- **AIM**
Return each line from the items below that contains the word "logo", matching case exactly.

** START OF STORED ROWS **

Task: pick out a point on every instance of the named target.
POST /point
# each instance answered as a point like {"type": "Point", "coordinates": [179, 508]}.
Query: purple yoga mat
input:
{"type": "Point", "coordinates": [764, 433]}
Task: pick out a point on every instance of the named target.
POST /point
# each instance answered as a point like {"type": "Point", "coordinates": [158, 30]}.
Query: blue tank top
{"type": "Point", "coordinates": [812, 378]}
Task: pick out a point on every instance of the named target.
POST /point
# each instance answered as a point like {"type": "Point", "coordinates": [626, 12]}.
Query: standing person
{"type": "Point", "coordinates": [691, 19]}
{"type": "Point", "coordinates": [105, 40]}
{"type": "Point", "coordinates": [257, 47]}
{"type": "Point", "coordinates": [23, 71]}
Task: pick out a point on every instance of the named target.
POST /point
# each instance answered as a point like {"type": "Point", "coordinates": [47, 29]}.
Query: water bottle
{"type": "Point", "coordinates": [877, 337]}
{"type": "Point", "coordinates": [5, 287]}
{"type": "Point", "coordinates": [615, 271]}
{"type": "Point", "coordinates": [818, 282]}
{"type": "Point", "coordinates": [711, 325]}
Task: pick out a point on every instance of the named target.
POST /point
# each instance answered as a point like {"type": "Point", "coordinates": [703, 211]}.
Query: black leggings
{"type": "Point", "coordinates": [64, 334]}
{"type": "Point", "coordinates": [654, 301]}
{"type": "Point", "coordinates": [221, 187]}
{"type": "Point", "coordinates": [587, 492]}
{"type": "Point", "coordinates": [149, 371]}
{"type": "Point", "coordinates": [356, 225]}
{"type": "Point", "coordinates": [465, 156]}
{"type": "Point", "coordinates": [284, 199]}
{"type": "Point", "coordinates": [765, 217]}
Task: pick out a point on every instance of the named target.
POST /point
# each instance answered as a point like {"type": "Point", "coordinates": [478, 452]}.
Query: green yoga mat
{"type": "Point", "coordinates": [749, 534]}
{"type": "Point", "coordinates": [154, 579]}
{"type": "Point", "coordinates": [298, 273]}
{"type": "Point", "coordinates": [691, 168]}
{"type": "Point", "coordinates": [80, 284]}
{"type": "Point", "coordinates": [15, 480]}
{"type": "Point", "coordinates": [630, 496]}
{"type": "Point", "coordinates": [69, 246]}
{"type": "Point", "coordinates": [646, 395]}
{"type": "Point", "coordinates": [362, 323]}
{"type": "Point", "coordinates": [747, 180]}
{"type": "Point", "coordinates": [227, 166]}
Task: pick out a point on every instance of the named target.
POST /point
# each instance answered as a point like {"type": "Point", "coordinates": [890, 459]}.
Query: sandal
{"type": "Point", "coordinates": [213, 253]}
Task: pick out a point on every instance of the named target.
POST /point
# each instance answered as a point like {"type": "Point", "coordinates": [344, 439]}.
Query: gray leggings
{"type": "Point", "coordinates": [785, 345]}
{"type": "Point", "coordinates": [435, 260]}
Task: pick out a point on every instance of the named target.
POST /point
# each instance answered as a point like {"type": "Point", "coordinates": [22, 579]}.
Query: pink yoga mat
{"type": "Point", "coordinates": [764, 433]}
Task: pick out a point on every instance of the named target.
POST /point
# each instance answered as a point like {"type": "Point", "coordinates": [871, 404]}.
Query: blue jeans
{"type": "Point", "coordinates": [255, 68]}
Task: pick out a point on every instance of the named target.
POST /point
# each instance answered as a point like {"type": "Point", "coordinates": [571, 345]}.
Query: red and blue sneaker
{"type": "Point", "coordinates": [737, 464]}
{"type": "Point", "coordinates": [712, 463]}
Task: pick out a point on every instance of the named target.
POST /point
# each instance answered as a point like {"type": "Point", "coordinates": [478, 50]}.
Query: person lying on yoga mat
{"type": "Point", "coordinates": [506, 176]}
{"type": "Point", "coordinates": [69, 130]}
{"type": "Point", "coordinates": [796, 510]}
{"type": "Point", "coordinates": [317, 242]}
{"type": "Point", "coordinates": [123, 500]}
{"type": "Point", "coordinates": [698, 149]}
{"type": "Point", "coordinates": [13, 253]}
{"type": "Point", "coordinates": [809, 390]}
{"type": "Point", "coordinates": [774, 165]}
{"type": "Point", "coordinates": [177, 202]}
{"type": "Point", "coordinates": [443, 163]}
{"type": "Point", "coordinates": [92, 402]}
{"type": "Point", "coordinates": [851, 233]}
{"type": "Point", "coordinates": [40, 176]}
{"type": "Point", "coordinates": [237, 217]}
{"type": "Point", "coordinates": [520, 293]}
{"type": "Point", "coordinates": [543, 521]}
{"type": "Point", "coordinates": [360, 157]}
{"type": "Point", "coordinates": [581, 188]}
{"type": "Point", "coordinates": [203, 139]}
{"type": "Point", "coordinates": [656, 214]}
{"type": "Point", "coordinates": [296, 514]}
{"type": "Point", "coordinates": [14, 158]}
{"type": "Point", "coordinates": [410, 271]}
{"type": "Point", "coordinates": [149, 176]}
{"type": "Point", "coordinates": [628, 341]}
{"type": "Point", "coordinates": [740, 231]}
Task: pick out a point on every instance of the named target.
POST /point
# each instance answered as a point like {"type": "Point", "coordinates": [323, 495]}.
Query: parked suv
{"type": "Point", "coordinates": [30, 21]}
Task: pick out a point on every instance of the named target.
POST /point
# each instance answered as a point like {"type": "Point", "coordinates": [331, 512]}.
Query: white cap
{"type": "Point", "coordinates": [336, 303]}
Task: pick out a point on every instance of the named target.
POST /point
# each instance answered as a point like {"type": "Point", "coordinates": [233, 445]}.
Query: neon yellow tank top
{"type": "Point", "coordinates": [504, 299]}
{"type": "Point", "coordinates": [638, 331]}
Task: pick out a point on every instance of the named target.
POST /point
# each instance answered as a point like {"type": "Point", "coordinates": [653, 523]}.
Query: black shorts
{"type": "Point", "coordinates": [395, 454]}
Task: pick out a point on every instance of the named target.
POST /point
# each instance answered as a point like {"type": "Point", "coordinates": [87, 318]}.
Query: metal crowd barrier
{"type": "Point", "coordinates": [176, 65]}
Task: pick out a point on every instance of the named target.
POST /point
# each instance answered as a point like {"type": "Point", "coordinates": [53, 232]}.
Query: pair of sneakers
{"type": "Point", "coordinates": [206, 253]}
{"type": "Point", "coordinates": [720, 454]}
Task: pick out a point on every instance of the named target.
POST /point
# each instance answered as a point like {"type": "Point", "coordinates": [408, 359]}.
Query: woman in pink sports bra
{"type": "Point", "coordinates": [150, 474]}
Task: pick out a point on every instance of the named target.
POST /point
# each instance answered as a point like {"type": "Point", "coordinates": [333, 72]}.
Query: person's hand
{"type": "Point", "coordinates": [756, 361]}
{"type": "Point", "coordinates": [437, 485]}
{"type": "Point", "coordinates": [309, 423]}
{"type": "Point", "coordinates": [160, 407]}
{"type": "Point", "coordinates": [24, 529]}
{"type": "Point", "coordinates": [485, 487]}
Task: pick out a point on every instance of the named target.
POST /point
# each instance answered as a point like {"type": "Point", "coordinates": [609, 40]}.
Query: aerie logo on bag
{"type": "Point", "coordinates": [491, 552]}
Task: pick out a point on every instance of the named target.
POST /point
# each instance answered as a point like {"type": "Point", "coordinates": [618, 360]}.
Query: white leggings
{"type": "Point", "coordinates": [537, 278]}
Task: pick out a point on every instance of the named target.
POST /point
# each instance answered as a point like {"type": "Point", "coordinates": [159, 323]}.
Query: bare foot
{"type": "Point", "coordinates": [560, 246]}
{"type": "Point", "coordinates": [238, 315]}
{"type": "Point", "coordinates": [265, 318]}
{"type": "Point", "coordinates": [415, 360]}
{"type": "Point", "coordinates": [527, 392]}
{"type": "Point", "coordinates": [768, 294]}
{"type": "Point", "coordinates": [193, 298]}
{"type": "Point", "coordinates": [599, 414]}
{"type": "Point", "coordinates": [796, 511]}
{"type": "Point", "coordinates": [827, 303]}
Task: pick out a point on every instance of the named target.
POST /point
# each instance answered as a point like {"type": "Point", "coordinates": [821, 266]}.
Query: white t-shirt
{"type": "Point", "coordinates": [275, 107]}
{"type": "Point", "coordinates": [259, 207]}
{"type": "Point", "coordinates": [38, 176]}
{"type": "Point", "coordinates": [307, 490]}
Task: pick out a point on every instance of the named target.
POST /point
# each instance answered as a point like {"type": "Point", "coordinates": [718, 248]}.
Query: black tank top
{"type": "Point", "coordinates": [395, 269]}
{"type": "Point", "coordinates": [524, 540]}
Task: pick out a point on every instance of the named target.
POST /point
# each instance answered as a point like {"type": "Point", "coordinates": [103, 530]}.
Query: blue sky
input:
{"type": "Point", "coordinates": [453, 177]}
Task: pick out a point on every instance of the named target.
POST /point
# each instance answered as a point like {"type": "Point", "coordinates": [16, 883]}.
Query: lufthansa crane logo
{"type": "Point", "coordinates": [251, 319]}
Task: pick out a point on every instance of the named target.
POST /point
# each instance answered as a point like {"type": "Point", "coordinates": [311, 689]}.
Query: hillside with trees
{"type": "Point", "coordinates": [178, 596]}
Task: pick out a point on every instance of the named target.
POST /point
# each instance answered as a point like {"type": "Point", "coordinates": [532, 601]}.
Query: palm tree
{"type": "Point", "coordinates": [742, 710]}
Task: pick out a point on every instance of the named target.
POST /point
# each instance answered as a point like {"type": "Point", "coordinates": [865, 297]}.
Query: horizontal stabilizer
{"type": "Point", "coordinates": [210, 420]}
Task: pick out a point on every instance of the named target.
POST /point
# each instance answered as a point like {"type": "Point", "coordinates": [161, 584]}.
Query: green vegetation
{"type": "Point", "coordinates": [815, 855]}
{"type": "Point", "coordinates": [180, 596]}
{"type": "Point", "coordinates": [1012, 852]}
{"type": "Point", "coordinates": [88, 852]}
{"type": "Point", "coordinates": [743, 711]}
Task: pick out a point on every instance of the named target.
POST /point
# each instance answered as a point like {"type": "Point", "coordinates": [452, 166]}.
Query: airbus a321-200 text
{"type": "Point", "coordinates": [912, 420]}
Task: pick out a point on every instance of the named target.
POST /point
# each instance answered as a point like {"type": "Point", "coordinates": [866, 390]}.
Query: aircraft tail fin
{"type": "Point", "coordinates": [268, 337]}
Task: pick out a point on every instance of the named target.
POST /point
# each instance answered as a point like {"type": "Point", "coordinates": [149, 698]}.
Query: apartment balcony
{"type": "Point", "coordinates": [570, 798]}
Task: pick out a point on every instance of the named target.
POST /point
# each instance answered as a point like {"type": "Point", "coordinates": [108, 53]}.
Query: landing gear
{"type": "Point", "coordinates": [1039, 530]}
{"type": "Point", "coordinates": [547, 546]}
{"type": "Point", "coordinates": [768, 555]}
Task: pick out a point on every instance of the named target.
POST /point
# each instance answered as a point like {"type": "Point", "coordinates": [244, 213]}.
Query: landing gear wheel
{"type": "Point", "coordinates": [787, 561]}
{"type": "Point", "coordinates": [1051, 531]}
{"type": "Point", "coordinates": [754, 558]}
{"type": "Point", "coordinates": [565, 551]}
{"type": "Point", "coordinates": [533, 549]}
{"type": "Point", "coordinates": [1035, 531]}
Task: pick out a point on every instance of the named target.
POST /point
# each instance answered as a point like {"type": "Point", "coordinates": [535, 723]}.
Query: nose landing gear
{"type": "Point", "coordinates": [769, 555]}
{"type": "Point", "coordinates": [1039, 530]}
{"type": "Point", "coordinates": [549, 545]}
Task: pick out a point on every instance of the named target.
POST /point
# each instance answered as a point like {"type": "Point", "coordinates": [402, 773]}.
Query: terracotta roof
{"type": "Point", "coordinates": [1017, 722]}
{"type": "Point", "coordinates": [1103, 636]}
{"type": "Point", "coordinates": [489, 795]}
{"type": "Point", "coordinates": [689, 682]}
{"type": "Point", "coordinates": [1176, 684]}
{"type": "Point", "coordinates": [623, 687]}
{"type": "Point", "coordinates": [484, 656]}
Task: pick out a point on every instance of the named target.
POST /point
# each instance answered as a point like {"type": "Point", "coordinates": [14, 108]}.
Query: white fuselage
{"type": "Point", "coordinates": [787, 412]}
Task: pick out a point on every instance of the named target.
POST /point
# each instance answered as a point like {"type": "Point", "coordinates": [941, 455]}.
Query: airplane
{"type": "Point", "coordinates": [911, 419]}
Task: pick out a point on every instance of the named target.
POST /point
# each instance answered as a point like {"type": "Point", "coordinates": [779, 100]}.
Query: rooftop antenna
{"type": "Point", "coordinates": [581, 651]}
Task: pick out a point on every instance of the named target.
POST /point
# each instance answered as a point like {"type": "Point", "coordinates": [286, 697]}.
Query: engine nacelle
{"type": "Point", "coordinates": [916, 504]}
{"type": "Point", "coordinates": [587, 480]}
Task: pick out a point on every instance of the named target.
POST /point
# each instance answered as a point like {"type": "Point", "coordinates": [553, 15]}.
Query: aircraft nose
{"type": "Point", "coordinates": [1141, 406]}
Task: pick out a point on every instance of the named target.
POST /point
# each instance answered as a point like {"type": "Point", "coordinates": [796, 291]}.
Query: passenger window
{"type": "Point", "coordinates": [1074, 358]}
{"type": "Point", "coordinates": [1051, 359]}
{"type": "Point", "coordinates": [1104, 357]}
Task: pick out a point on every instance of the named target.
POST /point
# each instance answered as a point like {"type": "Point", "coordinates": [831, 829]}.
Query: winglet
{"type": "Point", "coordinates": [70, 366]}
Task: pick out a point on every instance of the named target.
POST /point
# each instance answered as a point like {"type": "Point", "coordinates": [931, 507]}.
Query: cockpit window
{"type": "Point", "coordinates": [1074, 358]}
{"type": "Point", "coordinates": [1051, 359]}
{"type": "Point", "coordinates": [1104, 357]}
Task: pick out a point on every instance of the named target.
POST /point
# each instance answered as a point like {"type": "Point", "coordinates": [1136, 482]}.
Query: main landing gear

** END OF STORED ROWS **

- **SOLUTION TO THIS EXERCISE**
Query: aerie logo on bag
Query: lufthansa crane logo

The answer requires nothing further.